▸ **What is being asked**
How many lines below contain the string "blue"? Reply with the figure and no further words.

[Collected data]
- - - -
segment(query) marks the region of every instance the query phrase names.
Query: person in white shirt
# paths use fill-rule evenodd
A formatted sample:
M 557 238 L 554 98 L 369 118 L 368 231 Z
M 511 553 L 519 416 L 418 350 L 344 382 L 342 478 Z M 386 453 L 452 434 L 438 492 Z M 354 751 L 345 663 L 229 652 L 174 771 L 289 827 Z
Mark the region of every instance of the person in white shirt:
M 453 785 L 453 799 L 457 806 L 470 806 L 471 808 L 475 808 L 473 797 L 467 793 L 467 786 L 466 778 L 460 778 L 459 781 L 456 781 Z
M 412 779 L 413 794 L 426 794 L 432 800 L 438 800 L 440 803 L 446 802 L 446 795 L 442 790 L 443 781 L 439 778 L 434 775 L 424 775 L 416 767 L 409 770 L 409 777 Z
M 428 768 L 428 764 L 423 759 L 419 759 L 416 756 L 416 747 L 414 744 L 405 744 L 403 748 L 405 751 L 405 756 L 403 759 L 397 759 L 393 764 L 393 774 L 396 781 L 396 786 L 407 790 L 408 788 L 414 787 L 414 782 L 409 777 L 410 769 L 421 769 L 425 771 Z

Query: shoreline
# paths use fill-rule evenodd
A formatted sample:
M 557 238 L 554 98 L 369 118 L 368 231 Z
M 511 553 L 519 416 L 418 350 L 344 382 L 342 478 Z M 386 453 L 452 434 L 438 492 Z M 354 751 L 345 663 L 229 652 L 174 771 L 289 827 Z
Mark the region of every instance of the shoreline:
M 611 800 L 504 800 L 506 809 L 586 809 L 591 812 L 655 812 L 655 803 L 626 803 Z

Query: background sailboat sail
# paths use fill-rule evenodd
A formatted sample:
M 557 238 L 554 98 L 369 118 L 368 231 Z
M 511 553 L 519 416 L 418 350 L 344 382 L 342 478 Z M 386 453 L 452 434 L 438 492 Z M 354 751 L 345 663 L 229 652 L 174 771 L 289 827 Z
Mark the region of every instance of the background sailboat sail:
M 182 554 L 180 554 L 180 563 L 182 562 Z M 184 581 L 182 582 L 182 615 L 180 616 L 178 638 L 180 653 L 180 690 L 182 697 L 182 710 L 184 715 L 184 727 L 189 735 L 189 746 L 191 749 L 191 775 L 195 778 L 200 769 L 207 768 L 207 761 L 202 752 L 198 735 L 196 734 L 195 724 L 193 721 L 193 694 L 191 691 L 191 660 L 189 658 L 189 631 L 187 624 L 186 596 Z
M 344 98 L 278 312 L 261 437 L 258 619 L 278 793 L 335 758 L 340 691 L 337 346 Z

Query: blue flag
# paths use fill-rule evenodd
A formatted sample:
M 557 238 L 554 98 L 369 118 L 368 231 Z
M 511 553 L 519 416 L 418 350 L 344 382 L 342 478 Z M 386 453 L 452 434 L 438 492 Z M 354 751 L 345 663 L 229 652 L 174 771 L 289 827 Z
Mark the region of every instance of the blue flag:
- - - -
▸ **Task output**
2